## Exercices
1. Répondez à ces questions d'après l'extrait source :
(a) Devant quel bâtiment des membres du KNE ont-ils menacé des manifestants avec des bâtons ?
(b) Qu'est-ce que le KNE ?
(c) Quel membre du PAME est mort au cours de la manifestation ?
2. Ces affirmations concordent-elles avec l'extrait source ? Répondez par oui ou non, en citant les mots décisifs.
(a) À Ioannina, le PAME a frappé des manifestants.
(b) Dimitris Kotzaridis ne présentait aucune difficulté respiratoire.
(c) Le KKE a attribué la mort à un coup à la tête.
3. Recopiez l'extrait source depuis « À Ioannina, le » jusqu'à « un manifestant ennemi. » inclus.

## Extrait source
= = = = = = =
À Ioannina, le PAME a menacé et tabassé des manifestants qui s'étaient opposés
à lui et qui essayaient d'atteindre des bâtiments officiels. En Crète, des
membres du KNE (l'aile jeunesse du Parti communiste) ont menacé des
manifestants avec des bâtons devant l'hôtel de ville. Au cours de la
manifestation, un membre du PAME, Dimitris Kotzaridis, est mort, semble-t-il,
du fait d'avoir inhalé le gaz lacrymogène de la police (il avait des
difficultés respiratoires). Cela n'a pas empêché le KKE de prétendre qu'il
était mort des suites d'un coup à la tête porté par un manifestant ennemi.
= = = = = = =
## Données fournies
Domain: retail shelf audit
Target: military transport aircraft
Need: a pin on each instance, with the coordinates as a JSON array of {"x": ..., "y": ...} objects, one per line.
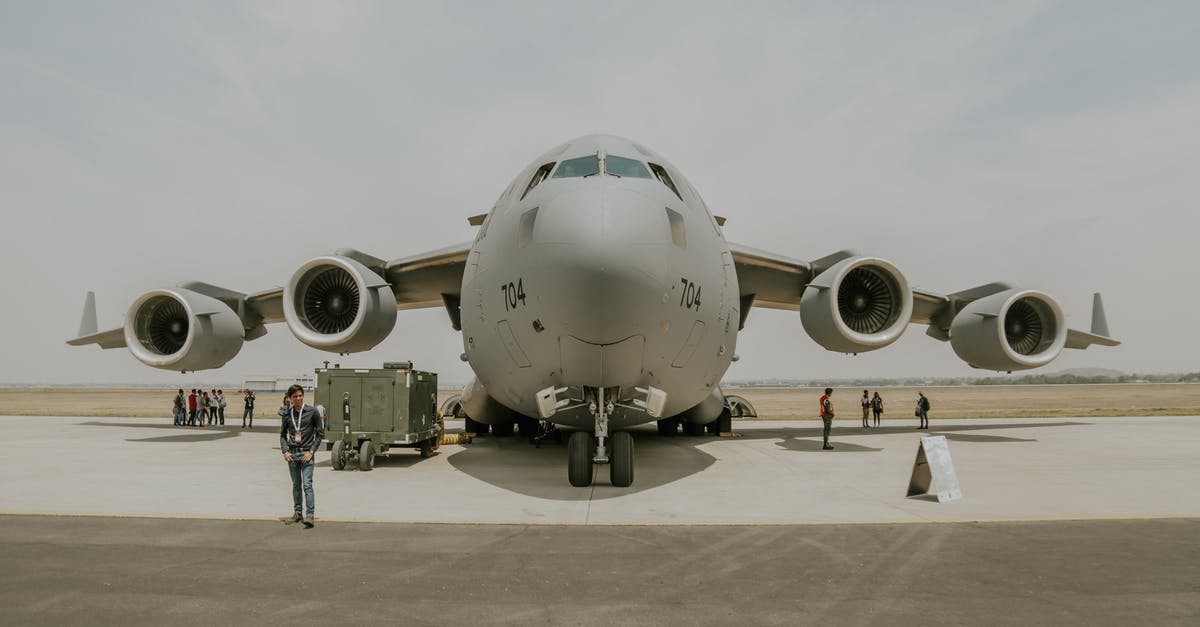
[{"x": 599, "y": 293}]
= = = = = = =
## Corrigés
1.
(a) Devant l'hôtel de ville, en Crète.
(b) L'aile jeunesse du Parti communiste.
(c) Dimitris Kotzaridis.

2.
(a) Oui : « le PAME a menacé et tabassé des manifestants »
(b) Non : « il avait des difficultés respiratoires »
(c) Oui : « il était mort des suites d'un coup à la tête porté par un manifestant ennemi »

3.
À Ioannina, le PAME a menacé et tabassé des manifestants qui s'étaient opposés
à lui et qui essayaient d'atteindre des bâtiments officiels. En Crète, des
membres du KNE (l'aile jeunesse du Parti communiste) ont menacé des
manifestants avec des bâtons devant l'hôtel de ville. Au cours de la
manifestation, un membre du PAME, Dimitris Kotzaridis, est mort, semble-t-il,
du fait d'avoir inhalé le gaz lacrymogène de la police (il avait des
difficultés respiratoires). Cela n'a pas empêché le KKE de prétendre qu'il
était mort des suites d'un coup à la tête porté par un manifestant ennemi.